• [DIRECTIONS FOR THIS TASK]
Reproduce only the lines from the line containing "negative clicks: (68, 149)" to the end of the entries below, including both of those lines.

================

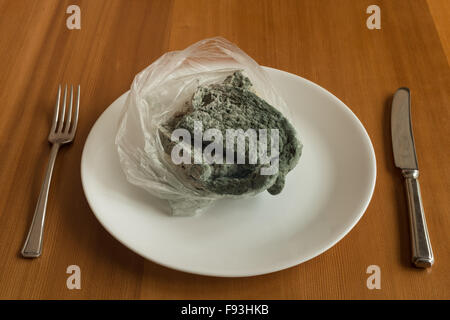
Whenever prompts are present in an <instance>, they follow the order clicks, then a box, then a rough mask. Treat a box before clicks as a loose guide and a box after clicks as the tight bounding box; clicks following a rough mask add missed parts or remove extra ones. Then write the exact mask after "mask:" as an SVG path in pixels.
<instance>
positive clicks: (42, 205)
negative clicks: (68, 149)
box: [22, 85, 80, 258]
mask: <svg viewBox="0 0 450 320" xmlns="http://www.w3.org/2000/svg"><path fill="white" fill-rule="evenodd" d="M60 98H61V85H59V88H58V97H57V99H56V106H55V113H54V115H53V122H52V128H51V129H50V134H49V135H48V141H49V142H50V143H51V144H52V150H51V152H50V159H49V161H48V165H47V171H46V173H45V180H44V183H43V184H42V187H41V192H40V194H39V199H38V202H37V205H36V209H35V211H34V216H33V221H32V222H31V226H30V230H29V231H28V236H27V239H26V240H25V244H24V246H23V249H22V256H24V257H25V258H37V257H39V256H40V255H41V253H42V238H43V233H44V220H45V212H46V209H47V198H48V191H49V188H50V181H51V179H52V172H53V166H54V165H55V160H56V155H57V154H58V150H59V147H60V146H62V145H63V144H66V143H70V142H72V141H73V138H74V137H75V131H76V130H77V124H78V111H79V108H80V85H78V90H77V94H76V102H75V112H74V114H73V120H72V106H73V86H71V89H70V104H69V110H68V111H67V120H66V121H65V122H64V120H65V119H64V118H65V115H66V100H67V85H66V87H65V89H64V100H63V104H62V107H61V110H59V109H60V107H59V104H60V100H61V99H60Z"/></svg>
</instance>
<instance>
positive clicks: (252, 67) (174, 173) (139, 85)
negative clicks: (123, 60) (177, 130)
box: [115, 38, 288, 215]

================

• [WORKED SOLUTION]
negative clicks: (68, 149)
box: [22, 85, 80, 258]
mask: <svg viewBox="0 0 450 320" xmlns="http://www.w3.org/2000/svg"><path fill="white" fill-rule="evenodd" d="M60 98H61V85H59V88H58V97H57V99H56V106H55V113H54V115H53V122H52V128H51V129H50V134H49V135H48V141H49V142H50V143H51V144H52V150H51V152H50V159H49V161H48V165H47V171H46V173H45V180H44V183H43V184H42V187H41V192H40V194H39V199H38V202H37V205H36V209H35V211H34V216H33V221H32V222H31V226H30V230H29V231H28V236H27V239H26V240H25V244H24V246H23V249H22V256H24V257H25V258H37V257H39V256H40V255H41V253H42V238H43V233H44V220H45V212H46V209H47V198H48V191H49V188H50V181H51V179H52V172H53V166H54V165H55V160H56V155H57V154H58V150H59V147H60V146H62V145H63V144H66V143H70V142H72V141H73V138H74V137H75V131H76V130H77V124H78V111H79V108H80V85H78V90H77V94H76V102H75V112H74V114H73V120H72V106H73V86H71V89H70V104H69V110H68V111H67V120H66V121H65V122H64V120H65V119H64V118H65V115H66V100H67V85H66V87H65V89H64V100H63V104H62V107H61V110H59V109H60V107H59V104H60V100H61V99H60Z"/></svg>
</instance>
<instance>
positive clicks: (252, 67) (174, 173) (139, 85)
negative clicks: (123, 60) (177, 130)
box: [115, 38, 288, 215]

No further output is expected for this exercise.